» Try it
Return the data that follows, keeping every word and mark unchanged.
+++ Input data +++
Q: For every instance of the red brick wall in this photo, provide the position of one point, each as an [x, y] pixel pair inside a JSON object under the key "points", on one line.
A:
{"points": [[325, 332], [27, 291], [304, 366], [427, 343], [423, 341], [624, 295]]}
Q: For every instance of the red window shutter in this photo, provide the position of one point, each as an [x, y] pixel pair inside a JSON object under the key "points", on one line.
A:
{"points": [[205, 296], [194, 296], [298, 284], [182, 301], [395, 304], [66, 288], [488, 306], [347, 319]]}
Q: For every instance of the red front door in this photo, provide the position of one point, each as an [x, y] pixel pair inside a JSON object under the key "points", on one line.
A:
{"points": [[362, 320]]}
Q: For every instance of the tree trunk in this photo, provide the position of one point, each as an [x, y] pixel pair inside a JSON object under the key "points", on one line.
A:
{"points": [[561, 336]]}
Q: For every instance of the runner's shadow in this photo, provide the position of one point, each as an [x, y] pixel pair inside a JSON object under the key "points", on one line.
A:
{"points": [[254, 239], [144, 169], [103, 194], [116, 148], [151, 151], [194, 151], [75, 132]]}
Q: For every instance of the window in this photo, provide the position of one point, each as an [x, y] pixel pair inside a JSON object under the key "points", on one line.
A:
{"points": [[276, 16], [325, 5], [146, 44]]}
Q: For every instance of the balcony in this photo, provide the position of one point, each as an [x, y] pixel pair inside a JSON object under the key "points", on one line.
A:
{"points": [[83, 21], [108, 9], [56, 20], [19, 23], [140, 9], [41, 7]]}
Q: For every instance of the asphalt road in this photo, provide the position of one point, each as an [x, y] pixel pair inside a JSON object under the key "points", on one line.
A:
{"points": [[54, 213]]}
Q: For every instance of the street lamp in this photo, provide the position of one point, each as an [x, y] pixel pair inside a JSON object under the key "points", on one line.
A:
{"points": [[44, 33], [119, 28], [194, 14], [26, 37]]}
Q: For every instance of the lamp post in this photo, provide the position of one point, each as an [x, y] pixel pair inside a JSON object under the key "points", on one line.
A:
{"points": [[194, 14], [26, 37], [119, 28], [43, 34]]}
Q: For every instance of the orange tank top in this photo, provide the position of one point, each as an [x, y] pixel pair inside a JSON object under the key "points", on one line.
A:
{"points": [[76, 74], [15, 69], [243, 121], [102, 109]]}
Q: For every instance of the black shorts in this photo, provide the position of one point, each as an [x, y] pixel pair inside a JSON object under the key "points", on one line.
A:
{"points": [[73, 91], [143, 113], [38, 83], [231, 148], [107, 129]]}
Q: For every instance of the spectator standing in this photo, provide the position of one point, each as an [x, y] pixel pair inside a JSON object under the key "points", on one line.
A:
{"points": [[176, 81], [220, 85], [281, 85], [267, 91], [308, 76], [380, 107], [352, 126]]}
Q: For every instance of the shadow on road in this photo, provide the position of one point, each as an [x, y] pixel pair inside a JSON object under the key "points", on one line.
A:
+++
» Exercise response
Q: For every instance of the red brick wall in this photo, provide the position of one point, each as an [x, y] pixel pair inside a JSON object under the key "points", on one line.
A:
{"points": [[325, 332], [27, 291], [304, 366], [427, 343], [423, 341], [624, 295]]}
Q: For every instance of the red window shutter in this photo, provide the position of one point, each as an [x, y] pixel pair inside a JSON object under the key "points", on one line.
A:
{"points": [[205, 296], [194, 296], [298, 284], [182, 301], [395, 304], [66, 288], [488, 306], [347, 319]]}
Q: For every instance of the red front door in this photo, provide the position of one point, each as an [x, y] pixel pair inside a JSON object under the key "points", on one line.
A:
{"points": [[362, 320]]}
Q: For every instance of the tree trunk in this photo, provide the position of one point, each as an [x, y] pixel pair inside a JSON object under the key "points", on one line.
A:
{"points": [[561, 336]]}
Q: For every instance of the runner's shadow in this photo, provide the position of one point, each as an [x, y] pixel pair inside a JSON object under the key "points", on one line.
A:
{"points": [[254, 239], [144, 169], [103, 194], [116, 148], [151, 151], [194, 151], [75, 132]]}
Q: For every instance of the window in this photo, provide the position of one point, each as an [x, y] pixel pair inside a JSON object under the key "points", on one line.
A:
{"points": [[276, 16], [325, 5], [146, 44]]}
Q: For every instance of the balcony in this photo, provide the position of one point, each as an [x, y] pixel pair inside a JSON object under the key "points", on one line.
A:
{"points": [[83, 21], [108, 9], [56, 20], [19, 23], [140, 9], [41, 7]]}
Q: For every instance of the asphalt road in this photo, provide the position of one point, each as an [x, y] pixel pair inside a JSON object under the key "points", on one line.
A:
{"points": [[54, 213]]}
Q: For every instance of the street lamp in this photo, provide the position of one point, each as an [x, y] pixel pair inside a JSON object under the key "points", on one line.
A:
{"points": [[44, 33], [119, 28], [194, 14], [26, 37]]}
Q: For every instance of the lamp post in this photo, provide the position of one point, each as an [x, y] pixel pair inside a JSON object under the key "points", on one line.
A:
{"points": [[194, 14], [26, 37], [119, 28], [43, 34]]}
Q: For every instance of the orange tank top in this photo, provide the position of one point, each as an [x, y] pixel pair inside a JSON object under the key "points", on one line.
A:
{"points": [[76, 74], [15, 69], [243, 121], [102, 109]]}
Q: For every instance of the black shorts in this photo, provide the position of one point, each as an [x, y] pixel pair inside a JSON object under the key "points", on one line.
A:
{"points": [[73, 91], [143, 113], [38, 83], [231, 148], [107, 129]]}
Q: For every instance of the spectator standing in this photo, provide the position of one point, each as an [x, y] pixel pair inside a JSON object under the key "points", on one line.
A:
{"points": [[176, 81], [220, 85], [281, 85], [267, 91], [308, 76], [380, 107], [352, 126]]}
Q: For every instance of the shadow on road in this photo, provide the position of one point, each as an [x, y] pixel pair inside a JSON object under the key "points", on one line.
A:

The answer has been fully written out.